# [What you need to do]
(1) Quote the article on Iran's statement about Yemen word for word, starting at "Iran: UK, France, Germany" and ending at "Foreign Ministry spokesperson.".
(2) Answer these questions using the article on Iran's statement about Yemen:
(a) What is the name of the Iranian Foreign Ministry spokesperson?
(b) Which airstrikes did the Iranian Foreign Ministry denounce, and against what areas?
(c) Through what means has Iran pursued an intra-Yemeni dialogue?
(3) Proceed with the article on Iran's statement about Yemen, beginning right after its final sentence.

# [Passage given]

+---+

Iran: UK, France, Germany & US are complicit in war crimes in Yemen
“Iran has always backed the oppressed Yemeni people and has pursued to launch an intra-Yemeni dialogue”, says the Iranian Foreign Ministry spokesperson.
Iranian Foreign Ministry has strongly denounced the Saudi-Emirati airstrikes over the past few days against residential and civilian areas in Yemen, considering that “UK, France, Germany and the US are complicit in the war crimes in Yemen”.
Iranian Foreign Ministry spokesperson Saeed Khatibzadeh said during a press conference that Iran has always backed the oppressed Yemeni people and has pursued to launch an intra-Yemeni dialogue through political apparatuses and diplomatic channels.
“Unfortunately, those making lucrative profits out of arms trade as well as some European countries like Britain, Germany and France and the United States are specifically involved [in the aggression on Yemen]. The latest string of bombings would not have happened if there were no support of these countries,” he added.

+---+

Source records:

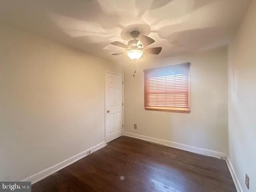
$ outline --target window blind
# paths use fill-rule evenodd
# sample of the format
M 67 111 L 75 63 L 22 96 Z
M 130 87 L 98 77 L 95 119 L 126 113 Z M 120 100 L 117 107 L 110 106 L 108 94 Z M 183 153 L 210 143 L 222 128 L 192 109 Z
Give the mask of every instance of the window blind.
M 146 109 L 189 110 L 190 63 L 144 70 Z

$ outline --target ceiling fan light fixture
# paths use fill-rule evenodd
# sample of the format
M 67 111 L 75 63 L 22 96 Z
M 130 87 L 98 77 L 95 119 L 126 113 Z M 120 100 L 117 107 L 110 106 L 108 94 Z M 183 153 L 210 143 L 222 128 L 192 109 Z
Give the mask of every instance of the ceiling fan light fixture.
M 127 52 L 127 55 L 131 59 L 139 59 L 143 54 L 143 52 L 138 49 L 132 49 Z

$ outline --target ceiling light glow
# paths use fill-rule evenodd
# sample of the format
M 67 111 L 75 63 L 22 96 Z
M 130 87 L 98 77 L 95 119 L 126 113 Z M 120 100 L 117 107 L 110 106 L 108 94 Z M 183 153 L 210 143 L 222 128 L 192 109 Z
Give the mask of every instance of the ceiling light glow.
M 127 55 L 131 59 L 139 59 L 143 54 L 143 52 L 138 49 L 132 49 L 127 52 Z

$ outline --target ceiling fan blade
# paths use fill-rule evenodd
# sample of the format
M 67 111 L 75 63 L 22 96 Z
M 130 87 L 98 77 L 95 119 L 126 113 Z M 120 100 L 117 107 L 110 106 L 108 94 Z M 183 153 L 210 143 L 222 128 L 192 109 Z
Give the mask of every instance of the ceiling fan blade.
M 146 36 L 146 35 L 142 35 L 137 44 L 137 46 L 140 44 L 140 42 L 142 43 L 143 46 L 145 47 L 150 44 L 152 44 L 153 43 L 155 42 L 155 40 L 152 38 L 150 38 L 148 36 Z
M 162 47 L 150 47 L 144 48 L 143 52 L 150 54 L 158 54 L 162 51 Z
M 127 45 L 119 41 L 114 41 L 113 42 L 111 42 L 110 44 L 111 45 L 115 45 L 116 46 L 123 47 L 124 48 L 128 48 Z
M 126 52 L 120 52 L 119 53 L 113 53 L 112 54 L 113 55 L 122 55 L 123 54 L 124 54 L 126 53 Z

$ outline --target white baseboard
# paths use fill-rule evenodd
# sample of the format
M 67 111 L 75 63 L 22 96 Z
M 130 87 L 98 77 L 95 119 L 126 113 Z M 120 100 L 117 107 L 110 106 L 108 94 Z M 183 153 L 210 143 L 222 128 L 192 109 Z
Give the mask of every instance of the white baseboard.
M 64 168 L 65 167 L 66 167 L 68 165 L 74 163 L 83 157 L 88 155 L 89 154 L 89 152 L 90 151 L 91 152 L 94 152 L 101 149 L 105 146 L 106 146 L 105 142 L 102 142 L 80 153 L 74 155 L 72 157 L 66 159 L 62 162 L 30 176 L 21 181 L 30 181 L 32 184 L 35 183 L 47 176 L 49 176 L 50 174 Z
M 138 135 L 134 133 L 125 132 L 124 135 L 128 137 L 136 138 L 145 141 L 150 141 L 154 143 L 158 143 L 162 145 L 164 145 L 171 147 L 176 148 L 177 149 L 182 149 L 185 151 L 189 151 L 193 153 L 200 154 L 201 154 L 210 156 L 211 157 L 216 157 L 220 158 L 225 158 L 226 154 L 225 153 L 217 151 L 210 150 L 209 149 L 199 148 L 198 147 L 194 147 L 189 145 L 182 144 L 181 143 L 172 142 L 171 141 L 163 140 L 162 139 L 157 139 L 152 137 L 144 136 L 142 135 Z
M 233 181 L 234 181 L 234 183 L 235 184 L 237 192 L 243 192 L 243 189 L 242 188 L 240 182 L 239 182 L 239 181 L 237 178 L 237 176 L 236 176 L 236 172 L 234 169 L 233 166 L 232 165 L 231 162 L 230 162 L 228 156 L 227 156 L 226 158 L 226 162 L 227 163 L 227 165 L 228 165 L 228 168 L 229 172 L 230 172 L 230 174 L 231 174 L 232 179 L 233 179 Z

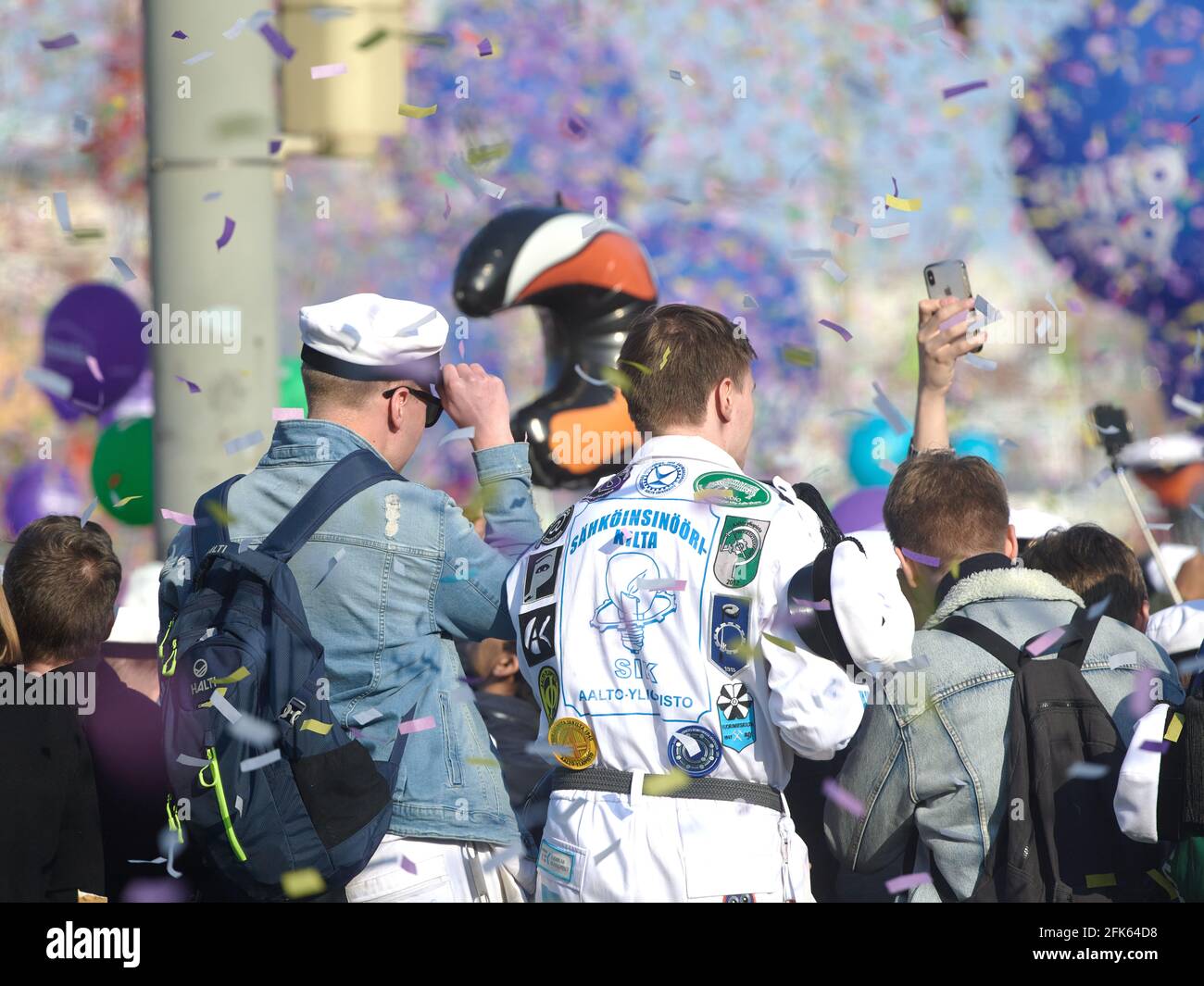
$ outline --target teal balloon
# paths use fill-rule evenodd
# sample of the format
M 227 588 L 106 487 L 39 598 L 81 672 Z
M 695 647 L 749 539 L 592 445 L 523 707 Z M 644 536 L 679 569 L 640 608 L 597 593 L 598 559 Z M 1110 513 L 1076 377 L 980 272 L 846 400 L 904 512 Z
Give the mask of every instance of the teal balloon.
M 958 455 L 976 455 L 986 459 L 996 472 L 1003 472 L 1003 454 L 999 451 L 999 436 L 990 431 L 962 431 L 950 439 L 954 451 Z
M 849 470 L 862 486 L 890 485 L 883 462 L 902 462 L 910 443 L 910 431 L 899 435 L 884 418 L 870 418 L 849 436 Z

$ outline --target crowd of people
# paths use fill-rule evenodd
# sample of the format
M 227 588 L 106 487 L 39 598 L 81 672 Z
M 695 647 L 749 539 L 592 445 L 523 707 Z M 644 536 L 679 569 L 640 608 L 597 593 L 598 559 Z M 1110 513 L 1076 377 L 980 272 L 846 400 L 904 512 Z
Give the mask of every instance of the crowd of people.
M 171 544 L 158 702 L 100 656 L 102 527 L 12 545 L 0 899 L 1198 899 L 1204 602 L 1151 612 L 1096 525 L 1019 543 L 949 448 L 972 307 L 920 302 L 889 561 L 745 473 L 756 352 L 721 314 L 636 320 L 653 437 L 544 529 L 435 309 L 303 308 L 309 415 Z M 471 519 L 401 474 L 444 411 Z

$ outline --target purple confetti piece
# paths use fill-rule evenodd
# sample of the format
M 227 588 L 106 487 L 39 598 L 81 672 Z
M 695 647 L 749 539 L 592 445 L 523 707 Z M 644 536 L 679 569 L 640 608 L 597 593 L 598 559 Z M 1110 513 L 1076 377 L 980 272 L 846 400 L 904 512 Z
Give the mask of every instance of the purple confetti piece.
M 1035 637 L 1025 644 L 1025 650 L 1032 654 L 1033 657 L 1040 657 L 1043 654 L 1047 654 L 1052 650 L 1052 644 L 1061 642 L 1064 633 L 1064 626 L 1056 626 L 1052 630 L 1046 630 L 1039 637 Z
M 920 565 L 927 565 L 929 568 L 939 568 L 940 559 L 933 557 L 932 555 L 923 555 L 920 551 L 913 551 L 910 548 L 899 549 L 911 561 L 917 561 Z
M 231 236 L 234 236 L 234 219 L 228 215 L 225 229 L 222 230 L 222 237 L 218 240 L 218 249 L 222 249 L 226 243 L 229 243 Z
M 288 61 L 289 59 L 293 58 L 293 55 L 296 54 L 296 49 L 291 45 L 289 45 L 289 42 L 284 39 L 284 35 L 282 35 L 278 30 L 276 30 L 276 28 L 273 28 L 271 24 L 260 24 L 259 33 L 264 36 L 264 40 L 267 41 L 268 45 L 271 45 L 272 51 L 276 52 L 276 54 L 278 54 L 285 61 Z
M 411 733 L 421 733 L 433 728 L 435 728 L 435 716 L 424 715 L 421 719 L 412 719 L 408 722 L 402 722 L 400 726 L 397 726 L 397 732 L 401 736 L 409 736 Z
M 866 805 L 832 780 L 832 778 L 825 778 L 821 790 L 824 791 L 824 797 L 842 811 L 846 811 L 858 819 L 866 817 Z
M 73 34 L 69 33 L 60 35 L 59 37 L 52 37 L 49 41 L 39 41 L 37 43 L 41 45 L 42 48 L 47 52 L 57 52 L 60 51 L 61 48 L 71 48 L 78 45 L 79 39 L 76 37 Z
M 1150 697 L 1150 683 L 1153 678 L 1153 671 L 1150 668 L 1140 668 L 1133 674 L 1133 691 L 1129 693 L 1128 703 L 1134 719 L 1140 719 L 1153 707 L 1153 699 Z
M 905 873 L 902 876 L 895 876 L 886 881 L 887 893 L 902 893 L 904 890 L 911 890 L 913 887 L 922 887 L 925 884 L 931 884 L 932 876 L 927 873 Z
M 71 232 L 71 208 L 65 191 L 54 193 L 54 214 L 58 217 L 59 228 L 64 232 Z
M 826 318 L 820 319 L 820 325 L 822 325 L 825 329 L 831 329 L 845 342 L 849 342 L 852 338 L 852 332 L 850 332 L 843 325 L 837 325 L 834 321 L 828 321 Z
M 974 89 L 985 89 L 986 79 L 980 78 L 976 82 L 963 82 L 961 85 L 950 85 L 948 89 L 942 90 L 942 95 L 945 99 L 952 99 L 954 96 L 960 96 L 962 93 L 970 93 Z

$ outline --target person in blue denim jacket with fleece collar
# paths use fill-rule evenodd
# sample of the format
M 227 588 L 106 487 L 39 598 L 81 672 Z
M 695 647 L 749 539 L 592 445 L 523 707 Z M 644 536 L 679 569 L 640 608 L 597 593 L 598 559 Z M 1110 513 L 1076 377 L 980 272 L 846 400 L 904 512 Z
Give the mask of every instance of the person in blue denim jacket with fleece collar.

+---+

# [Answers to each task]
(1)
Iran: UK, France, Germany & US are complicit in war crimes in Yemen
“Iran has always backed the oppressed Yemeni people and has pursued to launch an intra-Yemeni dialogue”, says the Iranian Foreign Ministry spokesperson.

(2)
(a) Saeed Khatibzadeh.
(b) The Saudi-Emirati airstrikes of the past few days, against residential and civilian areas in Yemen.
(c) Through political apparatuses and diplomatic channels.

(3)
Earlier, Khatibzadeh said the "continuation of military attacks on Yemen with the silence of the international community, the uncontrolled sale of weapons to the aggressors, along with the biased approach and double standards after seven years of brutal aggression against the Yemeni people, have made it even more difficult to achieve fair peace in this country."
Read more: Yemen, graveyard of US-Saudi bloody alliance
The Spokesperson stressed that the continued blockade and shelling of the Yemeni people show that there is no serious will to reach a political resolution for the Yemen crisis and persistence in adopting a destructive military approach will only result in the destruction of Yemen and destabilization in the region.
Ongoing Saudi-Emirati massacres
In an air raid on Sanaa, 14 people were martyred, while at least three children were killed in an attack on Al-Hudaydah that knocked out the country's failing internet in a bid to hide the extent of the atrocity.
The coalition has denied carrying out a strike on a jail in Saada, the Yemeni armed forces' main base, which resulted in a massacre that killed at least 70 prisoners and injured over 100 others.
Witnesses in Saada saw fighter jets overhead followed by three huge explosions, according to aid organizations, who discounted the coalition's denial.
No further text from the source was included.